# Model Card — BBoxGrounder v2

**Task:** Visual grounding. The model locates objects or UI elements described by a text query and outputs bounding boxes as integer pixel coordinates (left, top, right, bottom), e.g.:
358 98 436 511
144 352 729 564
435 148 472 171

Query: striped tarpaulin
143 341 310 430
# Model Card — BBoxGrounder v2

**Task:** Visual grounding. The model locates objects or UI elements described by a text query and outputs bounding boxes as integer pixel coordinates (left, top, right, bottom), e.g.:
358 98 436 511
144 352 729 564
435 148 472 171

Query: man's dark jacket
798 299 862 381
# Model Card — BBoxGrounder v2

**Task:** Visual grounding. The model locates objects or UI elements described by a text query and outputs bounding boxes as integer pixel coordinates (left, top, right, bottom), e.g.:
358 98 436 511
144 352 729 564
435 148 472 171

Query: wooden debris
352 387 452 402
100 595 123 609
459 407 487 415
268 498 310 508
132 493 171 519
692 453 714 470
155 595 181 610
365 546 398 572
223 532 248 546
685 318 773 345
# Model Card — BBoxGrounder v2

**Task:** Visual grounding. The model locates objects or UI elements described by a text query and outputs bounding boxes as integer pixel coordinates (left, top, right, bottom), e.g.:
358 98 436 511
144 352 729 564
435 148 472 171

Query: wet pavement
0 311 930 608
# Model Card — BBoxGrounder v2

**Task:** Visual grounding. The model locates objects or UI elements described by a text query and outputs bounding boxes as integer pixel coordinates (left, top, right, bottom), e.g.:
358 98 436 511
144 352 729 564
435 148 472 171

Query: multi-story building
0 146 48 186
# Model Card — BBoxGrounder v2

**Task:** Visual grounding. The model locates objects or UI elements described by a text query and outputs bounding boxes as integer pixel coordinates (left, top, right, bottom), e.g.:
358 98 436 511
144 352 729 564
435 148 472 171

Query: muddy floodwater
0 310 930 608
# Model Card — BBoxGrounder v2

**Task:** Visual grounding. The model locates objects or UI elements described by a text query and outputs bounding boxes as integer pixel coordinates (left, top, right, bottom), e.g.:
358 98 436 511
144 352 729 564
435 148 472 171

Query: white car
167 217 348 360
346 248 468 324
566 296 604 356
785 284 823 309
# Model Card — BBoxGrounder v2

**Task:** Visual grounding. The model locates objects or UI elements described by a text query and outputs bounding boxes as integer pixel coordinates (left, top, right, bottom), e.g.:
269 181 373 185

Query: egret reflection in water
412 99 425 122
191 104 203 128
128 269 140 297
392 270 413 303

=====

Requirement
Reproduce all of the items above line for line, keeping every character unchanged.

Final answer
# Model Card — BBoxGrounder v2

**Task:** Visual grounding. The model locates objects or UI elements described by a text query and outputs bounding boxes as integer pixel coordinates (left, top, right, bottom), e.g.:
358 98 436 511
144 352 729 564
435 148 472 171

Query: striped tarpaulin
143 341 310 430
# Model Card — BBoxGrounder v2

**Task:** Visual grounding. The model locates objects or UI elements described by a text query and outputs bounding boxes as integer pixel coordinates (left, top, right, bottom), e.g.:
358 98 436 511
144 352 729 564
435 148 472 171

Query: man's dark jacket
798 299 862 381
# Model Card — BBoxGrounder v2

**Task:** Visual grounding. The model locates objects or UI elements described by a text query and outputs bounding boxes as integer pixel coordinates (left, top, right, bottom), e.g.:
358 98 436 511
144 352 729 564
435 148 472 171

Query: wooden debris
352 387 452 402
100 595 123 609
459 407 487 415
268 498 310 508
132 493 171 519
692 453 714 470
155 595 181 610
365 546 398 572
223 532 248 546
685 318 773 345
# Model Card — BBoxGrounder v2

**Task:** Visual grounding. The model locates objects or UI elements described by a text query and outputs bounding boxes as integer pixel coordinates (left, top, right, bottom), e.g.:
358 98 436 511
144 352 729 564
435 148 472 171

Query: wet pavement
0 311 930 608
# Model Card — BBoxGrounder v2

**Task:** Visual grounding. The model locates objects or UI elements described by a text query and outputs bounding boxes as integer pixel coordinates (left, top, right, bottom), e.g.:
358 98 436 511
144 352 729 564
435 148 472 171

Query: multi-story building
0 146 48 186
# Model Card — BBoxGrounder v2

**Task:** Visual grounding. The model locates objects or UI elements described by a text query and outputs bounding boxes as integer pixel coordinates (left, top, right, bottom), e.g.:
358 98 436 511
144 352 729 564
435 148 472 171

Query: muddy floodwater
0 310 930 608
# Model Card — BBoxGrounder v2

**Task:** Visual grounding. The model locates objects or UI elements described by a text query and outputs bounding boxes as integer pixel coordinates (left, top, right, bottom), e.g.:
358 98 436 511
144 352 729 564
435 148 472 171

Query: white car
167 217 348 360
346 248 468 324
566 296 604 356
785 284 823 309
# Model Card — BBoxGrounder v2

**Task:** Visual grounding. The model locates objects or UI elements described by a text query and outputs bounding boxes as integer pixel coordinates (left, top, right, bottom), e.g.:
269 181 373 185

Query: egret reflection in water
412 99 425 122
191 104 203 128
128 269 140 297
392 270 413 303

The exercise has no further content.